TASK BRIEF:
All records are to be restated exactly, each line as it reads.

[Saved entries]
/---
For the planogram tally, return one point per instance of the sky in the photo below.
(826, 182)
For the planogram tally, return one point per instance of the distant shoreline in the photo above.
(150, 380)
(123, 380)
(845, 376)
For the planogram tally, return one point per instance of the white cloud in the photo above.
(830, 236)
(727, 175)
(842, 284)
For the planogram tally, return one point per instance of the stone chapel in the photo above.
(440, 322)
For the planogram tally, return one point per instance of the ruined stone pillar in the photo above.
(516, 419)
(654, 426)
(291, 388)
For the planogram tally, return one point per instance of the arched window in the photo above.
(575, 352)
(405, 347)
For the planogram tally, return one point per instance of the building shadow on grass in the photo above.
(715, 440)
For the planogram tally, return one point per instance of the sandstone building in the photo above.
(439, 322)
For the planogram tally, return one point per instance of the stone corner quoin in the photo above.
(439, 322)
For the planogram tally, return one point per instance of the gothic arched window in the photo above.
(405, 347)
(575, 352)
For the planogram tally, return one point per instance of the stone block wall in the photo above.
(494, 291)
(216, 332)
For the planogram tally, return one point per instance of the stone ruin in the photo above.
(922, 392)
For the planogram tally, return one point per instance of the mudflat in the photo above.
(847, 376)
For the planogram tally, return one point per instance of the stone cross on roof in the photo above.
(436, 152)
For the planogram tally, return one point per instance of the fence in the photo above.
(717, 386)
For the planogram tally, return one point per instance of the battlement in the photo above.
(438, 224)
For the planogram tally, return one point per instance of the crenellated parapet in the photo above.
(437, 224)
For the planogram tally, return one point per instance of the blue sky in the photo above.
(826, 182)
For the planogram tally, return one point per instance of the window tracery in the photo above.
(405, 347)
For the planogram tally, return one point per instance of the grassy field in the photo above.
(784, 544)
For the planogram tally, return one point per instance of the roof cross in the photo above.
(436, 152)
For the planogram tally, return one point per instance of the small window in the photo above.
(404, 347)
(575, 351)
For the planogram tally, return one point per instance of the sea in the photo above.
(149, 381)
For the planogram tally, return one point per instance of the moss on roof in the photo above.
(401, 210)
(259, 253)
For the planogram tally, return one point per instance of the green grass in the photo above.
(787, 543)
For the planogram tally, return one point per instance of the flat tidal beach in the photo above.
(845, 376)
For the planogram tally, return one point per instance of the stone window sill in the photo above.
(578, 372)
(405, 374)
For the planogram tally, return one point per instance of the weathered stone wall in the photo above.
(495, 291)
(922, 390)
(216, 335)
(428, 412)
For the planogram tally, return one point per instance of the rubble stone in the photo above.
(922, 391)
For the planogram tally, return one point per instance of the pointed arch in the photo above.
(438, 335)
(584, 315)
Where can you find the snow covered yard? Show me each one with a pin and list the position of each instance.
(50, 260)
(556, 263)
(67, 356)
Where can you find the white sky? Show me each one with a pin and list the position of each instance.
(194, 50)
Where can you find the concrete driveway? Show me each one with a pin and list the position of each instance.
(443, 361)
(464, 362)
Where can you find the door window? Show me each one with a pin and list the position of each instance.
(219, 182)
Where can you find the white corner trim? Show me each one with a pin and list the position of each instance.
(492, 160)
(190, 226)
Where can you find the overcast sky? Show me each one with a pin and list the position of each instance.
\---
ANSWER BOX:
For the planogram tally, return one point per instance of the sky in the photo below.
(826, 182)
For the planogram tally, return one point per instance of the distant shoreline in the photo above.
(150, 380)
(123, 380)
(845, 376)
For the planogram tally, return one point per instance of the white cloud in the photo above.
(830, 236)
(727, 175)
(842, 284)
For the planogram tally, return one point per instance of the stone chapel in the photo above.
(440, 322)
For the planogram tally, return one point per instance of the ruined stone pillar in the photo above.
(516, 419)
(654, 426)
(291, 388)
For the planogram tally, return one point per instance of the arched window in the photo above.
(575, 352)
(405, 347)
For the planogram tally, return one point per instance of the building shadow on grass in the photo above.
(715, 440)
For the planogram tally, return one point per instance of the sandstone building in the photo above.
(439, 322)
For the planogram tally, return one point per instance of the stone corner quoin in the photo above.
(439, 322)
For the planogram tally, return one point per instance of the gothic arched window in the photo above.
(405, 347)
(575, 352)
For the planogram tally, return one point per instance of the stone block wall in the photo above.
(494, 291)
(216, 332)
For the planogram tally, return one point per instance of the stone ruin in the photo above.
(922, 392)
For the planogram tally, return one point per instance of the mudflat in the photo above.
(847, 376)
For the planogram tally, return one point per instance of the stone cross on roof in the photo above.
(436, 152)
For the planogram tally, return one point per instance of the fence in the photo above.
(717, 386)
For the planogram tally, return one point per instance of the battlement in the photo above.
(438, 224)
For the planogram tally, return one point per instance of the crenellated parapet in the photo above.
(437, 224)
For the planogram tally, return one point per instance of the blue sky in the photo above.
(826, 182)
For the planogram tally, return one point per instance of the window tracery in the photo above.
(405, 347)
For the planogram tally, return one point per instance of the grassy field in the photo above.
(784, 544)
For the planogram tally, return one point per instance of the roof cross in the photo above.
(436, 152)
For the planogram tally, return one point per instance of the small window in the photo above.
(404, 347)
(575, 351)
For the planogram tally, return one point per instance of the sea in the photo above.
(149, 381)
For the planogram tally, return one point per instance of the moss on roof in the photo above.
(401, 210)
(259, 253)
For the planogram tally, return one point per instance of the green grass in the photo above.
(787, 543)
For the planogram tally, return one point per instance of the flat tidal beach in the photo above.
(845, 376)
For the planogram tally, return one point per instance of the stone window sill in the photo above.
(578, 372)
(405, 374)
For the planogram tally, return one point per instance of the weathered stone wall in the photo above.
(495, 291)
(922, 390)
(216, 335)
(428, 412)
For the planogram tally, return one point per instance of the rubble stone in the photo above.
(922, 391)
For the planogram tally, return one point per instance of the pointed arch in the photo above.
(438, 335)
(584, 315)
Where can you find the snow covered yard? Show me each one with a pin and list the position of each instance.
(50, 260)
(556, 263)
(67, 356)
Where can you find the white sky? Show me each one with a pin and list the position of each instance.
(194, 50)
Where can you find the concrete driveway? Show me each one with a pin and list the position of each instance.
(443, 361)
(464, 362)
Where can you find the door window? Show me each one with a pin and list the position of each instance.
(219, 182)
Where can you find the white corner trim? Show me each one with a pin and list the position of each instance.
(492, 160)
(190, 226)
Where can you find the overcast sky? Show me each one with a pin and list the position of each instance.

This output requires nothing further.